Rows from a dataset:
******

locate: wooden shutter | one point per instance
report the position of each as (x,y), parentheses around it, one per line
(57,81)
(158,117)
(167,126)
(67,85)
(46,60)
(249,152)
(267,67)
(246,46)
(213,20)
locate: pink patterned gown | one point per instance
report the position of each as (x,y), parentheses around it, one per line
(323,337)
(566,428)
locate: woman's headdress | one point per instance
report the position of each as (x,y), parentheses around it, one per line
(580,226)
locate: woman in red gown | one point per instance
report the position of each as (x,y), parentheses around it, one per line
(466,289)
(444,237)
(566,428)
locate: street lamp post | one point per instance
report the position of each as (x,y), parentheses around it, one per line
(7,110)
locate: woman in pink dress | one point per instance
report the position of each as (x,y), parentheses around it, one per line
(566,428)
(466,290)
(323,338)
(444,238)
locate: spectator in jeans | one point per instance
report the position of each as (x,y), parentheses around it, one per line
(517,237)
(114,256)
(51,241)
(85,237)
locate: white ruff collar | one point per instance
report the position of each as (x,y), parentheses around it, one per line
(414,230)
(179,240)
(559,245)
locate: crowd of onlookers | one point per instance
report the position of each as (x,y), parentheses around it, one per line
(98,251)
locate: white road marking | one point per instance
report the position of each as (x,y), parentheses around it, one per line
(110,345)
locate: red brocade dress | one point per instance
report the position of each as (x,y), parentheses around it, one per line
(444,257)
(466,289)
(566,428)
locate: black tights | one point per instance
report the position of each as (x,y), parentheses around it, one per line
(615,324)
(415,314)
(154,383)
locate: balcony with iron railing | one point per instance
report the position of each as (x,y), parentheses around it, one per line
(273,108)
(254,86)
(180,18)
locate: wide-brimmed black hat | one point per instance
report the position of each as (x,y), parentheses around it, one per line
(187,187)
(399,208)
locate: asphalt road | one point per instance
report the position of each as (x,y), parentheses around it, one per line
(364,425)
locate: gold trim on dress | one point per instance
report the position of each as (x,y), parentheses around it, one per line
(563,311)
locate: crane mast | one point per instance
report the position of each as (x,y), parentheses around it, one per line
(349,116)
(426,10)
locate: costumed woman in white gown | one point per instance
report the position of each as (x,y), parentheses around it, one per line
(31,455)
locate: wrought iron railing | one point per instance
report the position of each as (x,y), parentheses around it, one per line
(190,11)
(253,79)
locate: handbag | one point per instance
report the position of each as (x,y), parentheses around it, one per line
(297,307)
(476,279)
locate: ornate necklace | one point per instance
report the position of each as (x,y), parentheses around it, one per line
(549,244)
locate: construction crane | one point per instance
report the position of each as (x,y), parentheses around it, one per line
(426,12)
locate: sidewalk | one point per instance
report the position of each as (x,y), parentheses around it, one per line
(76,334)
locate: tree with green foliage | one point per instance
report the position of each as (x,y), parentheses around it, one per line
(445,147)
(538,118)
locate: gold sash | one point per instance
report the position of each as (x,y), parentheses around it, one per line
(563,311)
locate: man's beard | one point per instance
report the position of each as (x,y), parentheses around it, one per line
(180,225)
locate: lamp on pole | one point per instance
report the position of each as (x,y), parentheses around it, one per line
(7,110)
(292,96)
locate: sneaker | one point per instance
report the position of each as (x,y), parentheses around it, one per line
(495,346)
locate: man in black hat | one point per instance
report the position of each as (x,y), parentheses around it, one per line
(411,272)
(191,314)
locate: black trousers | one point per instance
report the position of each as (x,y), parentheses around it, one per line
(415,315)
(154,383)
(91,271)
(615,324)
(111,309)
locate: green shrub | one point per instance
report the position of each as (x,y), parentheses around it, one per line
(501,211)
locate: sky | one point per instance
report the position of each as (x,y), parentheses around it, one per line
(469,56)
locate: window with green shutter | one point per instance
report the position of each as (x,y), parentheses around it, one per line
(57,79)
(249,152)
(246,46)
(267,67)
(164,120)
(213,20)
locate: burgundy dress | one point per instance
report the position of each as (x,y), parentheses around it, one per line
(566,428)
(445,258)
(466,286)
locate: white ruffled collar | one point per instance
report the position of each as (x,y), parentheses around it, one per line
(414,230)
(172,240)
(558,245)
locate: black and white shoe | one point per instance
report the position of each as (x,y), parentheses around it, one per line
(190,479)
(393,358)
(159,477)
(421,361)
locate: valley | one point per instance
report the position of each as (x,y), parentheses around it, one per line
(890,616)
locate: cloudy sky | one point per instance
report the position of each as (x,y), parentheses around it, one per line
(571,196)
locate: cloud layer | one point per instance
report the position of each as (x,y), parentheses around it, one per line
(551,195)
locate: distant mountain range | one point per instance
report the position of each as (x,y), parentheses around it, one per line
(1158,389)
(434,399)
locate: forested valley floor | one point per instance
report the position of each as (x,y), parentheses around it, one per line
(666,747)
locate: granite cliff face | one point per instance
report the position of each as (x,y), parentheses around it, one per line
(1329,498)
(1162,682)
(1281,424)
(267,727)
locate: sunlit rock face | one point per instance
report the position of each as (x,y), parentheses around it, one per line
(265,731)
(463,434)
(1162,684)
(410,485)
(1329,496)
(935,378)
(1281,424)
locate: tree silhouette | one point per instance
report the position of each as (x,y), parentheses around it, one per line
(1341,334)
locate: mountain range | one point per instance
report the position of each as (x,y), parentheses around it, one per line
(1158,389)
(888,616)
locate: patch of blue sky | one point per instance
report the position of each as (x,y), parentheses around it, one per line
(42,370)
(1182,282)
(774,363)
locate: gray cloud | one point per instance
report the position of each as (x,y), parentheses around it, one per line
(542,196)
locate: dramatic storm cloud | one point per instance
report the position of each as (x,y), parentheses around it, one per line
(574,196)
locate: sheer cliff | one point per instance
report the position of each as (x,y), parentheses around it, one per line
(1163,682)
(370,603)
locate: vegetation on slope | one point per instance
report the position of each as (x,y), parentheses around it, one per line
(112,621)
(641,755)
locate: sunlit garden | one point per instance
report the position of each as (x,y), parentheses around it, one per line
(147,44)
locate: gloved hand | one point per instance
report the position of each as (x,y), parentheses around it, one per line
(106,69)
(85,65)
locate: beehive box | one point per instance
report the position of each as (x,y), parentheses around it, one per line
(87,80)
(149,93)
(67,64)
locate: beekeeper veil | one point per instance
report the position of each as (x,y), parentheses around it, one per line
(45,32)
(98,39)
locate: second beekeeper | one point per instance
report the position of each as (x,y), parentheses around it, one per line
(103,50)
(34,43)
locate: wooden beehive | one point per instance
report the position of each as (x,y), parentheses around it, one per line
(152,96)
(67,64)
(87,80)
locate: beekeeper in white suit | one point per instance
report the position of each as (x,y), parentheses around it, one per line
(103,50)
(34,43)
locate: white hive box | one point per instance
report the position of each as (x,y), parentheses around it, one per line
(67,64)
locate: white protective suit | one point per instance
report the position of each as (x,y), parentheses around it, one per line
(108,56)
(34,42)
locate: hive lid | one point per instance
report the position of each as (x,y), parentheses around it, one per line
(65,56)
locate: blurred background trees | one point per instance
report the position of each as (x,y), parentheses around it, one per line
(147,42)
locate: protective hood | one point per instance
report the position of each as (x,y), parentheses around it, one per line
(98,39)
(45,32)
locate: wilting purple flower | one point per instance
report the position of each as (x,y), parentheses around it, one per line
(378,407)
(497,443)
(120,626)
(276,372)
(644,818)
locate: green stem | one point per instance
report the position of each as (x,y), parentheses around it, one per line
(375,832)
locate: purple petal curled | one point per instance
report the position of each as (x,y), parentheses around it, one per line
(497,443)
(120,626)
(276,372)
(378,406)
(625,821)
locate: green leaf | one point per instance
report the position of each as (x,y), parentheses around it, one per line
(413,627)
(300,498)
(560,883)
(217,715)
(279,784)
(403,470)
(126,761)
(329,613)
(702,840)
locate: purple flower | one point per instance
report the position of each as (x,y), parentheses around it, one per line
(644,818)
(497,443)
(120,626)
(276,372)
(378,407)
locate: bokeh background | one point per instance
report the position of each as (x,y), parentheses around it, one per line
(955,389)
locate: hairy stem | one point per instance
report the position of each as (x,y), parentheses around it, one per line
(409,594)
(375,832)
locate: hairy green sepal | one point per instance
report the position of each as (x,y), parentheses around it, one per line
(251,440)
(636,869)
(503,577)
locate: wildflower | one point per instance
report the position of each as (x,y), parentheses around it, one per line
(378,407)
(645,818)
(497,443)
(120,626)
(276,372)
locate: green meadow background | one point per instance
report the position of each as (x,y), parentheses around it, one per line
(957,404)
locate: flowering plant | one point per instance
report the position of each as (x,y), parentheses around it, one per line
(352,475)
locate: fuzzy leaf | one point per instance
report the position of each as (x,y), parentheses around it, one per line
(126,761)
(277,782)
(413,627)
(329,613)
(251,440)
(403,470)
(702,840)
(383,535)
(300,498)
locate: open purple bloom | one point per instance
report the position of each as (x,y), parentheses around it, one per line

******

Repeat word for word every line from the one that holds "locate: bokeh background" to the end. Both ends count.

locate: bokeh background | one point per instance
report the position of each as (x,y), parentheses around it, one per line
(955,389)
locate: hairy stem | one point per instance
report the position of each as (x,y), parentheses around it, one per line
(409,594)
(375,832)
locate: hairy green sepal | one point per instance
report the position of each as (x,y), parentheses around it, one per line
(251,440)
(636,869)
(503,577)
locate: wildflower | one point per instance
report the position of each as (x,y), parentheses around it, one per line
(378,407)
(645,818)
(497,443)
(120,626)
(276,372)
locate: green meadow background | one point per instance
report the position of each as (x,y), parentheses around it, one per line
(957,404)
locate: flowering plant | one point per instance
report the position of each as (x,y), parentheses around it, one per line
(352,475)
locate: fuzzy leaf | one point per instance
report the position of each as (x,y), parentheses around it, one per line
(126,761)
(277,782)
(413,627)
(329,613)
(251,440)
(403,470)
(702,840)
(383,535)
(300,498)
locate: open purple bloom | one point per instance
report the position of each as (x,y), parentheses around it, one per line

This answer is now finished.